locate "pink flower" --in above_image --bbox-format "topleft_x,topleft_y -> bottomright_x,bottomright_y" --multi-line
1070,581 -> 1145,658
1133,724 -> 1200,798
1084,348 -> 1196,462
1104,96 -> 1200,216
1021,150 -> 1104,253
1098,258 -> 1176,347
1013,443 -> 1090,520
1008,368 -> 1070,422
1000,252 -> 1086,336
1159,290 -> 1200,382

...

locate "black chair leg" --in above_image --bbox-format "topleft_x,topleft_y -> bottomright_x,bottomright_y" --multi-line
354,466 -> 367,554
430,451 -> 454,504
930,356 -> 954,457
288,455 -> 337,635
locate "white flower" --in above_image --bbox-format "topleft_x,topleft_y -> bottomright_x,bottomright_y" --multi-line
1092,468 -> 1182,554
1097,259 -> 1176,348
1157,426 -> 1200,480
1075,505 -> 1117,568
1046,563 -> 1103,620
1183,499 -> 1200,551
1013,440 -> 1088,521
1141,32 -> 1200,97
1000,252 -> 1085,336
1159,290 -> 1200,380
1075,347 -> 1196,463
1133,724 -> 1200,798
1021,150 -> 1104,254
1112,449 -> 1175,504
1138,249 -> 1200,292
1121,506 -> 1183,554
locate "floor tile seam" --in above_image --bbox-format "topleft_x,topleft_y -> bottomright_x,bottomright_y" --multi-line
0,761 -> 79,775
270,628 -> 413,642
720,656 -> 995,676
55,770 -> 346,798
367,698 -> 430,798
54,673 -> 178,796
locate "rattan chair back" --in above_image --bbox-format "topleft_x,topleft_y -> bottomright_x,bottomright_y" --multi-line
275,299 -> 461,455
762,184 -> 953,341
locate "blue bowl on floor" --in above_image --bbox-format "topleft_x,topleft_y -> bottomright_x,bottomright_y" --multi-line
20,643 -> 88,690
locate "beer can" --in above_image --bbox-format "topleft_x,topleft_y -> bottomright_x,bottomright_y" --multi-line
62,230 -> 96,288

* * *

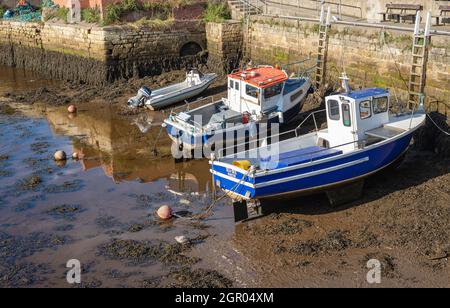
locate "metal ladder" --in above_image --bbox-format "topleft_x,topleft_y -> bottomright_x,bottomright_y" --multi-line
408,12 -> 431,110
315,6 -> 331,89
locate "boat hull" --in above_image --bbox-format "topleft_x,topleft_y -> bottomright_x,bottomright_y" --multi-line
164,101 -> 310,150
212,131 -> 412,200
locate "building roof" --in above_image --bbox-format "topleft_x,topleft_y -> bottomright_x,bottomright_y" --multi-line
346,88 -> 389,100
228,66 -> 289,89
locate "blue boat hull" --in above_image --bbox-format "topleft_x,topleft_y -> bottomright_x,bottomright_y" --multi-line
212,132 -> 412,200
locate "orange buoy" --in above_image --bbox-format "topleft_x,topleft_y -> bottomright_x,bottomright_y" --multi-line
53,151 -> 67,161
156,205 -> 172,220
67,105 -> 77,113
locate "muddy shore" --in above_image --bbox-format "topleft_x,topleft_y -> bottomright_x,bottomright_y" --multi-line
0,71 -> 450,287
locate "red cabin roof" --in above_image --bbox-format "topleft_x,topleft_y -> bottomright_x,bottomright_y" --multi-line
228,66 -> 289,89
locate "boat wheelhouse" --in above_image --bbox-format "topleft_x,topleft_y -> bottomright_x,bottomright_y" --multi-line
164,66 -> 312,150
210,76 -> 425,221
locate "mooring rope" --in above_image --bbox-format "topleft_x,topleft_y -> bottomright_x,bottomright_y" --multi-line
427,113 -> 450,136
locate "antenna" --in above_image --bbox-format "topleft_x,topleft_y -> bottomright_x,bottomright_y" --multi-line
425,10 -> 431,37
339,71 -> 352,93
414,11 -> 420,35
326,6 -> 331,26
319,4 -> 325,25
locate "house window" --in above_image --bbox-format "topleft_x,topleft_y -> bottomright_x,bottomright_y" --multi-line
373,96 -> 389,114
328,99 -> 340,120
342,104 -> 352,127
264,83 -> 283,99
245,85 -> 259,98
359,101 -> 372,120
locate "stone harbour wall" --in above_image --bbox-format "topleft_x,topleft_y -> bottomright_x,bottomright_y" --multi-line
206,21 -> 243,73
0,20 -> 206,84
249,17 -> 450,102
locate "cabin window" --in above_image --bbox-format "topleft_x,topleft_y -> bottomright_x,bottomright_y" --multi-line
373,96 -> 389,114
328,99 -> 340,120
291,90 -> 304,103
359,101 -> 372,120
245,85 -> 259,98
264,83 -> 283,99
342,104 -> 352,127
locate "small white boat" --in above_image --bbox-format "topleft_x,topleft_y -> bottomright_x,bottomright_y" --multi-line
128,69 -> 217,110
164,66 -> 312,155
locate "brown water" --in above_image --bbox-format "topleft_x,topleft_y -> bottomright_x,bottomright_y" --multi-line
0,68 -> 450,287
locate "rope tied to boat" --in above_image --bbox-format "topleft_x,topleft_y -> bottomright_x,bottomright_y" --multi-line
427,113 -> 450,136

### STATED TASK:
Please find each line in the material above that contains the string "floor", and copy those lines out.

### REPLY:
locate "floor tile seam" --in above_image --bbox-format "topleft_x,topleft_y -> bottomright_x,bottomright_y" --multi-line
locate "blue bowl on floor" --in above_image --bbox-format "topleft_x,topleft_y -> bottomright_x,bottomright_y" --multi-line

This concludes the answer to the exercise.